══ Selected passage

Chapter 8. Supporting Tools

Table of Contents
Query Syntax Parsers
Object Identifiers
Nibble Memory

In support of the service API - primarily the ASN module, which provides the pro-grammatic interface to the Z39.50 APDUs, YAZ contains a collection of tools that support the development of applications.

Query Syntax Parsers

Since the type-1 (RPN) query structure has no direct, useful string representation, every origin application needs to provide some form of mapping from a local query notation or representation to a Z_RPNQuery structure. Some programmers will prefer to construct the query manually, perhaps using odr_malloc() to simplify memory management. The YAZ distribution includes two separate, query-generating tools that may be of use to you.

Prefix Query Format

Since RPN or reverse polish notation is really just a fancy way of describing a suffix notation format (operator follows operands), it would seem that the confusion is total when we now introduce a prefix notation for RPN. The reason is one of simple laziness - it's somewhat simpler to interpret a prefix format, and this utility was designed for maximum simplicity, to provide a baseline representation for use in simple test applications and scripting environments (like Tcl). The demonstration client included with YAZ uses the PQF.

The PQF is defined by the pquery module in the YAZ library. There are two sets of function that have similar behavior. First set operates on a PQF parser handle, second set doesn't. First set set of functions are more flexible than the second set. Second set is obsolete and is only provided to ensure backwards compatibility.

First set of functions all operate on a PQF parser handle:


     #include <yaz/pquery.h>

     YAZ_PQF_Parser yaz_pqf_create (void);

     void yaz_pqf_destroy (YAZ_PQF_Parser p);

     Z_RPNQuery *yaz_pqf_parse (YAZ_PQF_Parser p, ODR o, const char *qbuf);

     Z_AttributesPlusTerm *yaz_pqf_scan (YAZ_PQF_Parser p, ODR o,
                          Odr_oid **attributeSetId, const char *qbuf);


     int yaz_pqf_error (YAZ_PQF_Parser p, const char **msg, size_t *off);
    

A PQF parser is created and destructed by functions yaz_pqf_create and yaz_pqf_destroy respectively. Function yaz_pqf_parse parses query given by string qbuf. If parsing was successful, a Z39.50 RPN Query is returned which is created using ODR stream o. If parsing failed, a NULL pointer is returned. Function yaz_pqf_scan takes a scan query in qbuf. If parsing was successful, the function returns attributes plus term pointer and modifies attributeSetId to hold attribute set for the scan request - both allocated using ODR stream o. If parsing failed, yaz_pqf_scan returns a NULL pointer. Error information for bad queries can be obtained by a call to yaz_pqf_error which returns an error code and modifies *msg to point to an error description, and modifies *off to the offset within last query were parsing failed.

════
══ Dataset section

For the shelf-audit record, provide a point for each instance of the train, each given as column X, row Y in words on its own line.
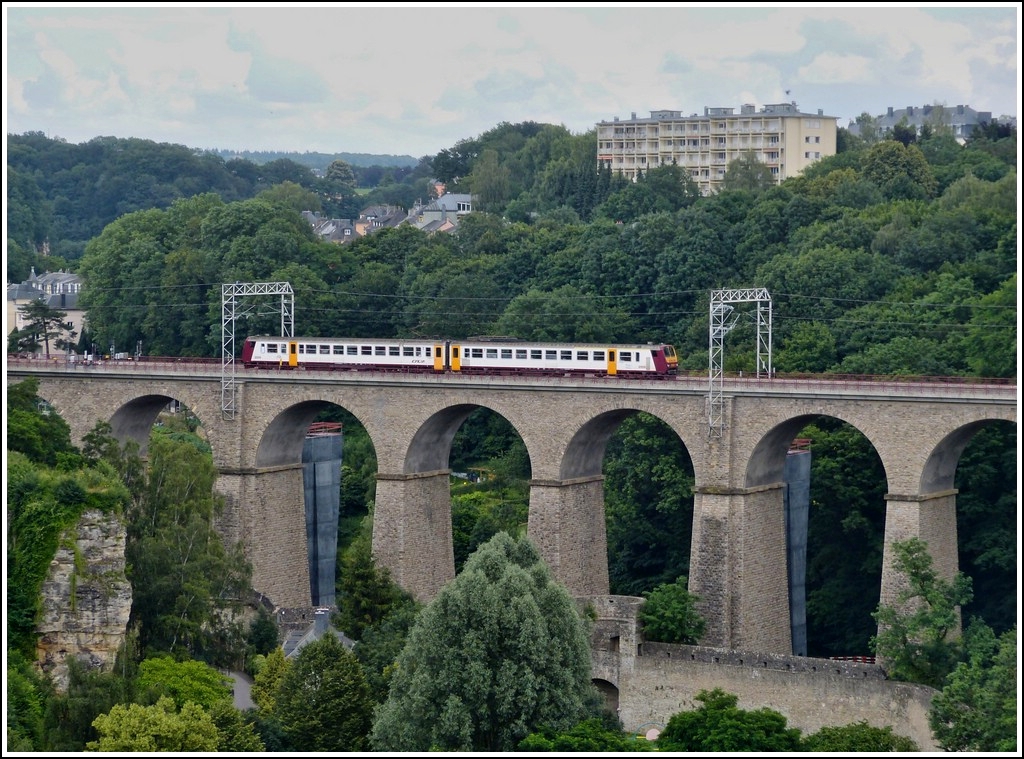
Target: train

════

> **Objectives**:
1. In the YAZ query parser documentation, what does yaz_pqf_parse return when parsing fails?
2. Pick up the YAZ query parser documentation after its last sentence and carry it forward.

> **Written answers**:
1. It returns a NULL pointer.

2.
The second set of functions are declared as follows:


     #include <yaz/pquery.h>

     Z_RPNQuery *p_query_rpn (ODR o, oid_proto proto, const char *qbuf);

     Z_AttributesPlusTerm *p_query_scan (ODR o, oid_proto proto,
                             Odr_oid **attributeSetP, const char *qbuf);

     int p_query_attset (const char *arg);
    

The function p_query_rpn() takes as arguments an ODR stream (see section The ODR Module) to provide a memory source (the structure created is released on the next call to odr_reset() on the stream), a protocol identifier (one of the constants PROTO_Z3950 and PROTO_SR), an attribute set reference, and finally a null-terminated string holding the query string.

If the parse went well, p_query_rpn() returns a pointer to a Z_RPNQuery structure which can be placed directly into a Z_SearchRequest. If parsing failed, due to syntax error, a NULL pointer is returned.

The p_query_attset specifies which attribute set to use if the query doesn't specify one by the @attrset operator. The p_query_attset returns 0 if the argument is a valid attribute set specifier; otherwise the function returns -1.

The grammar of the PQF is as follows:


     query ::= top-set query-struct.

     top-set ::= [ '@attrset' string ]

     query-struct ::= attr-spec | simple | complex | '@term' term-type

     attr-spec ::= '@attr' [ string ] string query-struct

     complex ::= operator query-struct query-struct.

     operator ::= '@and' | '@or' | '@not' | '@prox' proximity.

     simple ::= result-set | term.

     result-set ::= '@set' string.

     term ::= string.

     proximity ::= exclusion distance ordered relation which-code unit-code.

     exclusion ::= '1' | '0' | 'void'.

     distance ::= integer.

     ordered ::= '1' | '0'.

     relation ::= integer.

     which-code ::= 'known' | 'private' | integer.

     unit-code ::= integer.

     term-type ::= 'general' | 'numeric' | 'string' | 'oid' | 'datetime' | 'null'.
    

You will note that the syntax above is a fairly faithful representation of RPN, except for the Attribute, which has been moved a step away from the term, allowing you to associate one or more attributes with an entire query structure. The parser will automatically apply the given attributes to each term as required.

The @attr operator is followed by an attribute specification (attr-spec above). The specification consists of optional an attribute set, an attribute type-value pair and a sub query. The attribute type-value pair is packed in one string: an attribute type, a dash, followed by an attribute value. The type is always an integer but the value may be either an integer or a string (if it doesn't start with a digit character).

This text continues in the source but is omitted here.